> Written exercise: Please report how many lines of the records below contain the word "lion". Give only the number.

> Given records:
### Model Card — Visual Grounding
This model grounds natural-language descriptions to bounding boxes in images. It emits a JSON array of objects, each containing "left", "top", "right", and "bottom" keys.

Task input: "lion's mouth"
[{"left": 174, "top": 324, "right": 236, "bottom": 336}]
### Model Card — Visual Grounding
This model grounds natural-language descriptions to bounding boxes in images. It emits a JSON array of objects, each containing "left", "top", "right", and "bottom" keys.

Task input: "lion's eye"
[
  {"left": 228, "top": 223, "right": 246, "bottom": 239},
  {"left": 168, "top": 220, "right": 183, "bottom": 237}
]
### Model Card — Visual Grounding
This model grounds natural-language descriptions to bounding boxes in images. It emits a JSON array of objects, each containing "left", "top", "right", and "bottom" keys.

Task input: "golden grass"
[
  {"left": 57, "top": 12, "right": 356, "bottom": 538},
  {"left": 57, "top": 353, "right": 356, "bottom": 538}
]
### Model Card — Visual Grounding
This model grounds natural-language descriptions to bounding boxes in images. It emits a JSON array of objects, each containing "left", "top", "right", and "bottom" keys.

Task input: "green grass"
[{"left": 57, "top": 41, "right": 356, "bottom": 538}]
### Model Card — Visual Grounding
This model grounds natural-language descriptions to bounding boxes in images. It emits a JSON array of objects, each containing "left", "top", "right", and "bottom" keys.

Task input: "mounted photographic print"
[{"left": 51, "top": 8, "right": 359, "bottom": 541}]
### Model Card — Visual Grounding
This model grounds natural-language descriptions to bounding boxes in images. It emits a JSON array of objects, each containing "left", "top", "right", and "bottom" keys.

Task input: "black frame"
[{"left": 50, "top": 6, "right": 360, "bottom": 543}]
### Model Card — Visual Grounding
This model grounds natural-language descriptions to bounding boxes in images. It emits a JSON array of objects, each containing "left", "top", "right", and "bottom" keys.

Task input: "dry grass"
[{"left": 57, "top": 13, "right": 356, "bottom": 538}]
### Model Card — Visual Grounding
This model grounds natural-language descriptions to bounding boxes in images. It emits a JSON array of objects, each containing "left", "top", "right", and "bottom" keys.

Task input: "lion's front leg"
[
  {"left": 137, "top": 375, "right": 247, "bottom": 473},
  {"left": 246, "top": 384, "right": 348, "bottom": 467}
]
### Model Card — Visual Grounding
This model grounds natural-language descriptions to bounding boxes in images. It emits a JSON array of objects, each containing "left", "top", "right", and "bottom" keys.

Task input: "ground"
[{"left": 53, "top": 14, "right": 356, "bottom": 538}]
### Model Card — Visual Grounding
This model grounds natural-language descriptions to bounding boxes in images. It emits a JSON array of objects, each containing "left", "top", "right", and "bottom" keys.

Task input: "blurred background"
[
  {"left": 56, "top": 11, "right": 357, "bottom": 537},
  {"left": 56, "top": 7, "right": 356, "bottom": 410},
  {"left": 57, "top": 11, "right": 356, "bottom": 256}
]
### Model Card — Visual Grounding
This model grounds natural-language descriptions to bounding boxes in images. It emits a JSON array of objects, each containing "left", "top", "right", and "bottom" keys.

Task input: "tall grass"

> Solution: 3